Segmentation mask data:
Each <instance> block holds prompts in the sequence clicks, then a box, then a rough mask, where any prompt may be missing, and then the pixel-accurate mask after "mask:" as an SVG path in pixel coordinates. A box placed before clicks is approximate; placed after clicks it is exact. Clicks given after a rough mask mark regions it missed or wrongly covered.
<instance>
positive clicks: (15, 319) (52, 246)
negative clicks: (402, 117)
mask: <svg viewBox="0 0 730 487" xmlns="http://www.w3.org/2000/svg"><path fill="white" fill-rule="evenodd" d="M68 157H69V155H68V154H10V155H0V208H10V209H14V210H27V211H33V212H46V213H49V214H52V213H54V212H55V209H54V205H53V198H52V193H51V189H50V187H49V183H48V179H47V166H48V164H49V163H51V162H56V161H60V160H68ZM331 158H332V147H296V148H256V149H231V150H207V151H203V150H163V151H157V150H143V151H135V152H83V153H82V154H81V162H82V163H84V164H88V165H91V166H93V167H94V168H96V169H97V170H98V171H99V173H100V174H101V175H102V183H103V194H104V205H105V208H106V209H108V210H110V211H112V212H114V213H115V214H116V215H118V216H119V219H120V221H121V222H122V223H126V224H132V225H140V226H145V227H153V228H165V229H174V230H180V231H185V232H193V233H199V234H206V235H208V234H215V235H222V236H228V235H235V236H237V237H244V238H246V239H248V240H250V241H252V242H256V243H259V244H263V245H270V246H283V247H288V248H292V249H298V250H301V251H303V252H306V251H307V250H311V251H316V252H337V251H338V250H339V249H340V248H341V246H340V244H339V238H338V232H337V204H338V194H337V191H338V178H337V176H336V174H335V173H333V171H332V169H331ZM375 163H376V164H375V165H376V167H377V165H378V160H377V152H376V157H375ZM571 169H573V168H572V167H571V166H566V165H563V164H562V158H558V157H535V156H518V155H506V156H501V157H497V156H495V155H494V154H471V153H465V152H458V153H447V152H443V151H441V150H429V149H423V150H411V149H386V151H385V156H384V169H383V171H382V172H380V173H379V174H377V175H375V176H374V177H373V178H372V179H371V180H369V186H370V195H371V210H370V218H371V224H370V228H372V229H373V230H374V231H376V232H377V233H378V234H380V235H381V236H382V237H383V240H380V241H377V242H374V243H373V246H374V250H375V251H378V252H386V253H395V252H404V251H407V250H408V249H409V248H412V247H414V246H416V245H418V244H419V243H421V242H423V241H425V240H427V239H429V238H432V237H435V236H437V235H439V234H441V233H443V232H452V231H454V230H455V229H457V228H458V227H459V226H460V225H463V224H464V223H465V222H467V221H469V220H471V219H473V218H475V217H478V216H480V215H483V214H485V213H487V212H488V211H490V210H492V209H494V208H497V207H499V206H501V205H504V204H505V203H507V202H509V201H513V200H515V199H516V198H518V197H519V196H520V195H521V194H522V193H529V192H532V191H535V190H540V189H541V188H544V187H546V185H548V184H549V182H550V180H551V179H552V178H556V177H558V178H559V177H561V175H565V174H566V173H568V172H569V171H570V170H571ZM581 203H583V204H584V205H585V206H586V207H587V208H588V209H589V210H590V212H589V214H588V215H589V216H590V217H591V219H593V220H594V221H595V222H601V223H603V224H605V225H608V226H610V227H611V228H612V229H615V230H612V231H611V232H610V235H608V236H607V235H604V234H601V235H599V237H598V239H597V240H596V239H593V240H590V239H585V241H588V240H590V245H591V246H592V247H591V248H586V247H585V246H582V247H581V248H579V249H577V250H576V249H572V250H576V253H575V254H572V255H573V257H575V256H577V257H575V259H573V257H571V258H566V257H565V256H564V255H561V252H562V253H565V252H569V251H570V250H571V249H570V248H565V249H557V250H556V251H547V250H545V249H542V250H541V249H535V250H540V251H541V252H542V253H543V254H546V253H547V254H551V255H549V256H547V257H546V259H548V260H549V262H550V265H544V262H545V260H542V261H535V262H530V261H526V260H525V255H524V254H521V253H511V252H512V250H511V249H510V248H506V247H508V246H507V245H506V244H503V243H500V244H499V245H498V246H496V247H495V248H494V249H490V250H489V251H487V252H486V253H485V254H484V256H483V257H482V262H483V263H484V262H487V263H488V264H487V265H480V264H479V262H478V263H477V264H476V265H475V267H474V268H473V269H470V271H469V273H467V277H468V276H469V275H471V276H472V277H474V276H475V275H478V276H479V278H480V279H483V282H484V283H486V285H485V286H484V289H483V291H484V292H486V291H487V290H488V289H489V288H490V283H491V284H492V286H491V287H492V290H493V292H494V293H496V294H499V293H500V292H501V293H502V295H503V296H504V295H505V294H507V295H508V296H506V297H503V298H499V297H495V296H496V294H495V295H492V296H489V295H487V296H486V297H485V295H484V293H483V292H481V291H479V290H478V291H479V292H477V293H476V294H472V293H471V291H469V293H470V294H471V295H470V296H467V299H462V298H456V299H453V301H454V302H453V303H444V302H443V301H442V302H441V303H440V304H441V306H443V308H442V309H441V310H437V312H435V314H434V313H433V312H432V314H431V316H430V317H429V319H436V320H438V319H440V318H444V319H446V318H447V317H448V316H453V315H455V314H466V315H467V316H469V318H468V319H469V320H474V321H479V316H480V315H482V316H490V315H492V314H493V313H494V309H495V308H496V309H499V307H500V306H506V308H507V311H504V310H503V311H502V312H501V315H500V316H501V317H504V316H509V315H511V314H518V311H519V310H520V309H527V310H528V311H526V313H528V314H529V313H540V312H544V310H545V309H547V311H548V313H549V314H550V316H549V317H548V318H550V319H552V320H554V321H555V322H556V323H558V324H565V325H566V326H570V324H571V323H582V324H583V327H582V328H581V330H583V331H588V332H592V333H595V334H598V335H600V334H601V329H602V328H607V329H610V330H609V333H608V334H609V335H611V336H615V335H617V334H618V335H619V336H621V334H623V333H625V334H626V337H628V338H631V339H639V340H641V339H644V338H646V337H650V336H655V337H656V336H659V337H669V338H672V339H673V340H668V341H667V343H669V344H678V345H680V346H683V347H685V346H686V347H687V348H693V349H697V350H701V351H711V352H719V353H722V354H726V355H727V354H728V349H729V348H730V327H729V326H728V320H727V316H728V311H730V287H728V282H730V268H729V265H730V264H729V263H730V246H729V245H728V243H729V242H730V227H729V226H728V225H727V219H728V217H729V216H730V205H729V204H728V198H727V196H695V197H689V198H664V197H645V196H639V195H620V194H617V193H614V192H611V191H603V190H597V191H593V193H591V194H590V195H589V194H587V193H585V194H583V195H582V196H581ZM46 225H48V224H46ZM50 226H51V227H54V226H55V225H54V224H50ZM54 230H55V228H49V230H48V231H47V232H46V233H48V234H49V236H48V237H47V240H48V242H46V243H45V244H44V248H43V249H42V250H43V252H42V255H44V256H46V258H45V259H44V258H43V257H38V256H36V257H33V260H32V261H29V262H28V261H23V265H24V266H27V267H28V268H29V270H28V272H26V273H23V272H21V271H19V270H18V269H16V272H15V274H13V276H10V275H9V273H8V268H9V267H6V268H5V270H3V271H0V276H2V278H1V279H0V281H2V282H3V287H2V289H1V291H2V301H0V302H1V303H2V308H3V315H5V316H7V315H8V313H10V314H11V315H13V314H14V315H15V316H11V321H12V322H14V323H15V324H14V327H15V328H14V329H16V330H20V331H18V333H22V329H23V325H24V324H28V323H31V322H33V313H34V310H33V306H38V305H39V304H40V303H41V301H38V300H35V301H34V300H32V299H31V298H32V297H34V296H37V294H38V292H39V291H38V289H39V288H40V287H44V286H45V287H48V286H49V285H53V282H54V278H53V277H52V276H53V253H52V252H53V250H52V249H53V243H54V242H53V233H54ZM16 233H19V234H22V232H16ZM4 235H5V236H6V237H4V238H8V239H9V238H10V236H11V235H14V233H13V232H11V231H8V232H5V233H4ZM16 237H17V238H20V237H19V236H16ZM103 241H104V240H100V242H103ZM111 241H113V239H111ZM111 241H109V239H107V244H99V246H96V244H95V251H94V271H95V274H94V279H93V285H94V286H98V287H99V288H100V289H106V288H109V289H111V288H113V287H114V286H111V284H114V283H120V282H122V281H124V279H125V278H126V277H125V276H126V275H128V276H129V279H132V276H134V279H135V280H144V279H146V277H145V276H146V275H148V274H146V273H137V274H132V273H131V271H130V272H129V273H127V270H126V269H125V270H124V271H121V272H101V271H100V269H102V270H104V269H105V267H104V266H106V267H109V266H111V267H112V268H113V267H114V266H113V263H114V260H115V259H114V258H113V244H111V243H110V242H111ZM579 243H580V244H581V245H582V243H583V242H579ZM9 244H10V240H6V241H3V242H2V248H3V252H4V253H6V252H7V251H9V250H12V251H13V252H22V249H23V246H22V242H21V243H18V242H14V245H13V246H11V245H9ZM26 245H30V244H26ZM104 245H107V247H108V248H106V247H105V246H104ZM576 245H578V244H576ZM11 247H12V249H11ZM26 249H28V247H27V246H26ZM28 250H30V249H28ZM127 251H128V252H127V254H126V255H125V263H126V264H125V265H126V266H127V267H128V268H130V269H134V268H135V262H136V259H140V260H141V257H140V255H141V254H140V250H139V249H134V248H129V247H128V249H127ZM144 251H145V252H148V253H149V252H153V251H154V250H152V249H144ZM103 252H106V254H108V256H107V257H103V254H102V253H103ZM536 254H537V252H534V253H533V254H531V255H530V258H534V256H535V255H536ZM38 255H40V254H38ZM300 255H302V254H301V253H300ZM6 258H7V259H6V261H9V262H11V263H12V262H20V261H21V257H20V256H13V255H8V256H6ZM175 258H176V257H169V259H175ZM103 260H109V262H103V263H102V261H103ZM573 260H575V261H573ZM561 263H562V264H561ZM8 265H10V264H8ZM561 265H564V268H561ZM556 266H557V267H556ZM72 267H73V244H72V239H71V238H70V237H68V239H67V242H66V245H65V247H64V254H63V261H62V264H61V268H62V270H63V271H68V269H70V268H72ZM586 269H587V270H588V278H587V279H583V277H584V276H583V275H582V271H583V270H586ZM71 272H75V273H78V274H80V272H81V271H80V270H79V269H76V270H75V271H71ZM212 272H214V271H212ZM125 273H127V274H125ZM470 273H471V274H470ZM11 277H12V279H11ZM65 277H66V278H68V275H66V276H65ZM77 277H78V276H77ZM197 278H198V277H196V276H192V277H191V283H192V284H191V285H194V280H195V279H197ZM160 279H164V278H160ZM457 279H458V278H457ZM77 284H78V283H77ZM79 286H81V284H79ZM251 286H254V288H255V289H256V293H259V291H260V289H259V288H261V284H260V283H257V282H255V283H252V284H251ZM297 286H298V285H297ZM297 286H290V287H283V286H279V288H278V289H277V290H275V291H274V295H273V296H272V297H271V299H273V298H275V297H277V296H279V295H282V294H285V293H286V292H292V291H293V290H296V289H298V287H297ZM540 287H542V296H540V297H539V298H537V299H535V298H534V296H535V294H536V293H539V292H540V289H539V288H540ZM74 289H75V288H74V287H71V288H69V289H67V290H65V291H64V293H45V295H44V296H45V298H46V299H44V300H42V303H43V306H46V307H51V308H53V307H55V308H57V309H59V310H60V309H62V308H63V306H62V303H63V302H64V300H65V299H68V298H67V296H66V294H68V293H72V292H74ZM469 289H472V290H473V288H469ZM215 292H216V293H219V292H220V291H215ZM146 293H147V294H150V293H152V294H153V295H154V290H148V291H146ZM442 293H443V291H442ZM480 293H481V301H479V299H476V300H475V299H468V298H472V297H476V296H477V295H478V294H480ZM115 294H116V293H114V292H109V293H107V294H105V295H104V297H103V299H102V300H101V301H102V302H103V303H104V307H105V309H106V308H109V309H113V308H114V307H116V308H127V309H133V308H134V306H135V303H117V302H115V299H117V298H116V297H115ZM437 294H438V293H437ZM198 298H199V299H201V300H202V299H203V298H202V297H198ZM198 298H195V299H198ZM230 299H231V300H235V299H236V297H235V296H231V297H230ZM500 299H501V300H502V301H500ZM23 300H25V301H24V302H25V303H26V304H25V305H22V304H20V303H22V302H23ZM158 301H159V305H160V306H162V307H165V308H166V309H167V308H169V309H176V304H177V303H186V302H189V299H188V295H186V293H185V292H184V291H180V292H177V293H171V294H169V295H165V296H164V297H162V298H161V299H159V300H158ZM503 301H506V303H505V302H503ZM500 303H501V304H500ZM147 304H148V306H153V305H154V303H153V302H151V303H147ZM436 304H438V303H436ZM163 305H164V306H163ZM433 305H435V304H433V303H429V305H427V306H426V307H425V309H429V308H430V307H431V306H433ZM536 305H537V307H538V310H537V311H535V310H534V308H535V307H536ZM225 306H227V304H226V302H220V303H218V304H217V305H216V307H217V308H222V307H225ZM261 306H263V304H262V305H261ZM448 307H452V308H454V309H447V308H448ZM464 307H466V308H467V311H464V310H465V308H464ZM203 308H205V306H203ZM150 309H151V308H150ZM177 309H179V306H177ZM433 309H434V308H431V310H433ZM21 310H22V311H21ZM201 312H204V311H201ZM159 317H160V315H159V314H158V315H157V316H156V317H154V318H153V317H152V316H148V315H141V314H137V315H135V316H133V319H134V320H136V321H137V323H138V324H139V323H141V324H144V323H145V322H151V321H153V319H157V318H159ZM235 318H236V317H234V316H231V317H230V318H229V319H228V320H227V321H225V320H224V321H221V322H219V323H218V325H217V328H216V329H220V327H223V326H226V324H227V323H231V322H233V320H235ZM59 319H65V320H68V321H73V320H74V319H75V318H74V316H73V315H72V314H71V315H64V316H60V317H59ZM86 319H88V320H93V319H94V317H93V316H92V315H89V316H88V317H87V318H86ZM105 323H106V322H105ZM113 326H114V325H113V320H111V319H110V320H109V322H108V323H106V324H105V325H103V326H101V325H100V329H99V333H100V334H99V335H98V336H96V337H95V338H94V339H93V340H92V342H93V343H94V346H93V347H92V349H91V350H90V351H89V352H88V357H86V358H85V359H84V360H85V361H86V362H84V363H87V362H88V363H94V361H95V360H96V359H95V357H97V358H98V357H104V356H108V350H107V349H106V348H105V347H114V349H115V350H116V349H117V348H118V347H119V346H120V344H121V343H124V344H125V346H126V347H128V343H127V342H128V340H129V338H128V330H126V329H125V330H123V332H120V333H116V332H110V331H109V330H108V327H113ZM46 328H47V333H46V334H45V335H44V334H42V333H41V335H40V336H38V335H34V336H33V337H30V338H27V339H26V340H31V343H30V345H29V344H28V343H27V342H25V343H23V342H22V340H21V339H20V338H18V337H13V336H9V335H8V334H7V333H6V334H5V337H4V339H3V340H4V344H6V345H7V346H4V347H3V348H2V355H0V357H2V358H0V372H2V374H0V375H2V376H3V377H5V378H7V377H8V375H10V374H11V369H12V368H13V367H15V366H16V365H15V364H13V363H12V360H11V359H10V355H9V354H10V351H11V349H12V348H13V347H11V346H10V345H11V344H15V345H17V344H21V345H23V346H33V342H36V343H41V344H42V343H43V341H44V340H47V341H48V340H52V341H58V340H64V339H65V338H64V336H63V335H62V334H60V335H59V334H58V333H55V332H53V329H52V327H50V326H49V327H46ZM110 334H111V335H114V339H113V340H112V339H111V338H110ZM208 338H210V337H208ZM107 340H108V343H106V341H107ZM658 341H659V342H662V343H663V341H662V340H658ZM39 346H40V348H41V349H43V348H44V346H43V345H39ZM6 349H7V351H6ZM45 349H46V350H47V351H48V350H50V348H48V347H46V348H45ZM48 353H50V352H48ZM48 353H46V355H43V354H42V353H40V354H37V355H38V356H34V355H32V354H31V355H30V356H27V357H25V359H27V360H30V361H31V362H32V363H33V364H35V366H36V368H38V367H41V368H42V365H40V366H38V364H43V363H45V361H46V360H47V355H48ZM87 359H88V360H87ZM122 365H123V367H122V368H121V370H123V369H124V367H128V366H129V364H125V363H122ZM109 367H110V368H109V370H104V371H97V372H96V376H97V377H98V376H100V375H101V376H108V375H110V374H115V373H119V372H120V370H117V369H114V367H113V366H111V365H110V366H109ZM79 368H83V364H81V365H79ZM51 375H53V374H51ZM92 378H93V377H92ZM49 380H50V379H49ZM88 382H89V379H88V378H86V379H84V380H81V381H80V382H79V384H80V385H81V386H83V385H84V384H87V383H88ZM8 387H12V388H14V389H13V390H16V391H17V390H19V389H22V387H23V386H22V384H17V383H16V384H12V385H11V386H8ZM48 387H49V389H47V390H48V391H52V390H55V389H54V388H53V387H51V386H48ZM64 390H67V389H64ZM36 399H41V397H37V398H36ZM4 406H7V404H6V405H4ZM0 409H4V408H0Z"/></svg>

Exercise brief
Would you set down, word for word, the lines from the opening of the entries above through the line with "positive clicks: (15, 319) (52, 246)", both included, and no others?

Solution for this problem
Each <instance> block holds prompts in the sequence clicks, then a box, then a rough mask, where any prompt may be missing, and then the pixel-accurate mask after "mask:" as an SVG path in pixel coordinates. A box placed before clicks is approximate; placed after clicks it is exact. Clicks given after a rough mask mark regions it missed or wrongly covered.
<instance>
positive clicks: (15, 319) (52, 246)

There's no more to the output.